▶ The request
Reproduce all the entries exactly and keep the pictures out.

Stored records

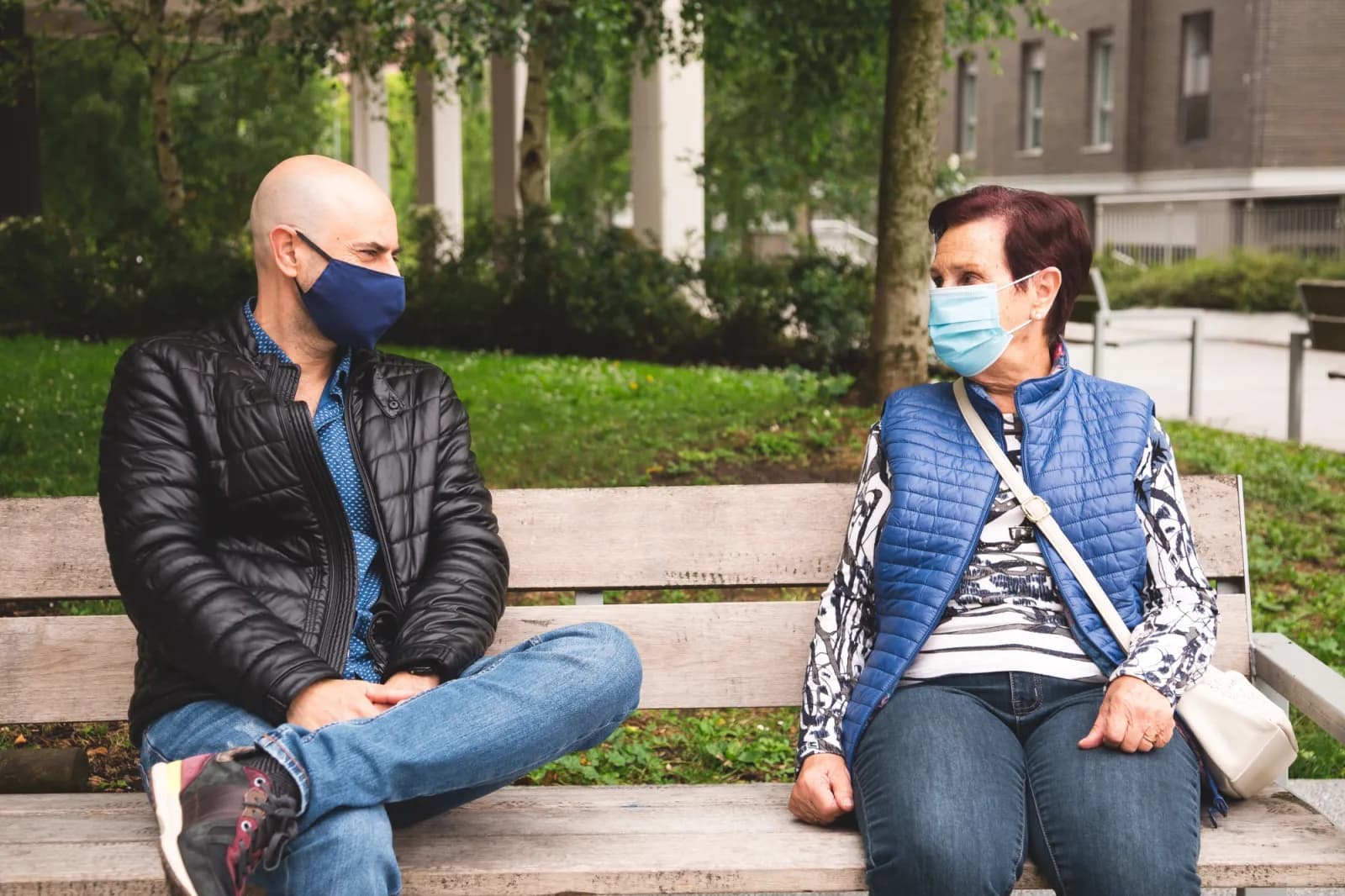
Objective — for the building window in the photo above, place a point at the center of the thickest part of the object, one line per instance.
(1100, 87)
(968, 107)
(1033, 74)
(1194, 112)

▶ Final result
Objective — for the building window in the photo above, place a point at the center of the thickest part of the object, one line per instance.
(1100, 87)
(968, 107)
(1033, 74)
(1194, 112)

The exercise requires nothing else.